Items from a data source:
******
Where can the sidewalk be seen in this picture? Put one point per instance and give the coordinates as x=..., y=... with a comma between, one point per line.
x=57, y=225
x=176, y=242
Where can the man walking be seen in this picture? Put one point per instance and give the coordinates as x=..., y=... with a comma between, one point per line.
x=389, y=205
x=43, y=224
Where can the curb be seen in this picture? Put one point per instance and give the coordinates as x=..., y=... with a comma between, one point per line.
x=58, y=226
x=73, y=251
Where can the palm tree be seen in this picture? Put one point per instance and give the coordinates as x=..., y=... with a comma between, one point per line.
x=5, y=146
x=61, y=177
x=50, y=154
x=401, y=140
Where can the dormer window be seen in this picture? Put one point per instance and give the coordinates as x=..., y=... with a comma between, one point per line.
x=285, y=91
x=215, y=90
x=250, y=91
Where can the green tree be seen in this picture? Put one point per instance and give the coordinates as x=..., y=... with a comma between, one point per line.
******
**AIM OF THE TASK**:
Taking care to match every character, output all of the entries above.

**ANSWER BOX**:
Where can the sidewalk be seen in this picture? Put one point per instance and give the coordinates as x=..., y=... with a comma between, one point per line.
x=57, y=225
x=176, y=242
Where can the man walking be seen in this picture? Put one point per instance and give the coordinates as x=..., y=... with a comma between, one point per line.
x=389, y=205
x=43, y=224
Where can the curb be seen in this picture? Put one point per instance and give the coordinates as x=..., y=... with a comma between, one point per line.
x=58, y=226
x=73, y=251
Where can the palm tree be seen in this picture? Put one point per instance and give the coordinates as x=..., y=... with a comma between, one point per line.
x=5, y=146
x=61, y=177
x=50, y=154
x=401, y=140
Where can the dormer window be seen in this picture? Put one point per instance and give the coordinates as x=..., y=... with a comma between, one point per line.
x=285, y=91
x=215, y=90
x=250, y=91
Where can the green tree be seen in this picture? Put one point per instance and give the coordinates as x=..., y=... with a comma between, one point per line.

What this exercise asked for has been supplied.